STATED EXERCISE:
Quote the listing below in its entirety.

DATA TO USE:
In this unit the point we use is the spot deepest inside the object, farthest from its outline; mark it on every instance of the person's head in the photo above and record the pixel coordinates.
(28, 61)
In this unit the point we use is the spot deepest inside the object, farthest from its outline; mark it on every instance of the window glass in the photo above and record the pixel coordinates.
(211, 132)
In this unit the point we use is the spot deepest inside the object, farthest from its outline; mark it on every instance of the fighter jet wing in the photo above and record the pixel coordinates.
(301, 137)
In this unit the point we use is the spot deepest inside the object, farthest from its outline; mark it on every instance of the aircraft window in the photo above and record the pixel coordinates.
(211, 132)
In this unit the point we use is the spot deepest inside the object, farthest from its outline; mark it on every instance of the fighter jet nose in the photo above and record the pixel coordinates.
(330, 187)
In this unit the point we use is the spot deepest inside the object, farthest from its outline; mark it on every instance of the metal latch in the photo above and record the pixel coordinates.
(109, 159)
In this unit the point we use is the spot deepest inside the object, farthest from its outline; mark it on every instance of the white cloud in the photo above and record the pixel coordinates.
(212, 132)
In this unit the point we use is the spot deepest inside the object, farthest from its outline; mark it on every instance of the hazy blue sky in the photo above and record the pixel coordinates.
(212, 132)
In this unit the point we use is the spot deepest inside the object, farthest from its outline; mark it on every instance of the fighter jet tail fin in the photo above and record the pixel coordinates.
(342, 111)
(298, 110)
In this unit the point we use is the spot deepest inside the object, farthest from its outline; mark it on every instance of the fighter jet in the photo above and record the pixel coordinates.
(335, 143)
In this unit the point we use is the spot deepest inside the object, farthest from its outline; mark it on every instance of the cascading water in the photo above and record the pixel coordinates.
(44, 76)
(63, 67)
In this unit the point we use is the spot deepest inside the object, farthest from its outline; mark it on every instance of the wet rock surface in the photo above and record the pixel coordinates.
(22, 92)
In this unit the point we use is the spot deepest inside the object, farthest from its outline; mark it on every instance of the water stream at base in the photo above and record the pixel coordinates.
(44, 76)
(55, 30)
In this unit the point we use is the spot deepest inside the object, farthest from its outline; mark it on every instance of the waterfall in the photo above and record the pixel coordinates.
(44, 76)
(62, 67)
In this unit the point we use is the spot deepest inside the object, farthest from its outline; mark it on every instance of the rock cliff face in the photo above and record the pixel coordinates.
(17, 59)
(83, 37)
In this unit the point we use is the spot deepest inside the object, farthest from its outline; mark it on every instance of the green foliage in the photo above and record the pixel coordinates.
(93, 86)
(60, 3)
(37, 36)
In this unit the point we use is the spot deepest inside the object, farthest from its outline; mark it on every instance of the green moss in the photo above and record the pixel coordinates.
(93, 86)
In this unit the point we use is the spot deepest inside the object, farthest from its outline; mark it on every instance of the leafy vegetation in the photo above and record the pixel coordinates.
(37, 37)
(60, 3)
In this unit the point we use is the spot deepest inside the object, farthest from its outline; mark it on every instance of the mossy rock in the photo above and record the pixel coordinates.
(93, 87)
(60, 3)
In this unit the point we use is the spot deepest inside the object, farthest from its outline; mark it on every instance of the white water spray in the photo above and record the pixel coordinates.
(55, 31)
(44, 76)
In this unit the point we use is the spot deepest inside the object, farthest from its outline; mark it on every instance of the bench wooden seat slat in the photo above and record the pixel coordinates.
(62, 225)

OUTPUT BELOW:
In this unit the point we use is the spot deepest inside the object, farthest from its outline; mark it on every instance of the person's head in the photo above and record the pixel coordinates.
(28, 61)
In this unit the point we use is the spot deepest inside the object, farthest from its outline; mark it on every instance of the window glass in the photo above and record the pixel coordinates.
(211, 132)
In this unit the point we use is the spot deepest inside the object, farthest from its outline; mark it on every instance of the fighter jet wing in the photo above and record the pixel coordinates.
(301, 137)
In this unit the point we use is the spot deepest inside the object, farthest from its outline; mark it on every instance of the aircraft window in the photo above and record the pixel coordinates.
(211, 132)
In this unit the point we use is the spot deepest inside the object, farthest from its outline; mark it on every instance of the fighter jet nose in the photo above and record the pixel coordinates.
(330, 187)
In this unit the point we use is the spot deepest inside the object, farthest from its outline; mark it on every instance of the metal latch in the photo above and record the pixel coordinates.
(109, 159)
In this unit the point we use is the spot deepest inside the object, farthest from its outline; mark it on every instance of the white cloud in the photo above and record the pixel coordinates.
(212, 132)
In this unit the point we use is the spot deepest inside the object, farthest from its outline; mark it on every instance of the hazy blue sky in the photo above and record the pixel coordinates.
(212, 132)
In this unit the point we use is the spot deepest inside the object, farthest from its outline; mark it on every instance of the fighter jet tail fin in the photo above and record the pixel coordinates.
(342, 111)
(298, 110)
In this unit the point we use is the spot deepest inside the object, farthest from its outline; mark it on every instance of the fighter jet in the photo above and record the pixel coordinates.
(335, 143)
In this unit the point we use is the spot deepest inside the object, farthest from its outline; mark it on every instance of the cascading water in the photo above and record the pixel coordinates.
(44, 76)
(63, 67)
In this unit the point we use is the spot deepest inside the object, farthest from its outline; mark it on every instance of the wet rock surface in the photo above and record the pixel coordinates.
(22, 92)
In this unit the point we use is the spot deepest inside the object, farthest from its outline; mark it on every instance of the water stream at base in the photo above and record the pixel coordinates.
(44, 76)
(55, 30)
In this unit the point we use is the spot deepest inside the object, farthest from its outline; mark it on every instance of the waterfall in the photo above and record the pixel coordinates.
(44, 76)
(62, 67)
In this unit the point we use is the spot deepest inside the object, farthest from its outline; mark it on every instance of the rock cliff face in the photo above and record the pixel coordinates.
(17, 59)
(83, 37)
In this unit the point we use is the spot deepest inside the object, farthest from its outline; mark it on every instance of the green foliage in the photo above and record the pixel coordinates.
(93, 86)
(60, 3)
(37, 36)
In this unit the point we use is the spot deepest inside the object, farthest from its outline; mark it on every instance of the green moss in the photo above and record the pixel coordinates.
(93, 86)
In this unit the point we use is the spot deepest inside the object, farthest from its outline; mark it on every instance of the leafy vegetation in the photo above and record the pixel coordinates.
(37, 37)
(60, 3)
In this unit the point we use is the spot deepest inside the object, farthest from its outline; mark it on every instance of the mossy rock in the photo above and record the pixel coordinates.
(93, 87)
(60, 3)
In this unit the point we use is the spot deepest inside the object, farthest from its outline; mark it on every instance of the white water spray in the photo above and record the pixel coordinates.
(55, 31)
(44, 76)
In this unit the point we use is the spot deepest inside the object, farthest from its outline; mark it on every instance of the bench wooden seat slat in the photo above and record the pixel coordinates.
(62, 225)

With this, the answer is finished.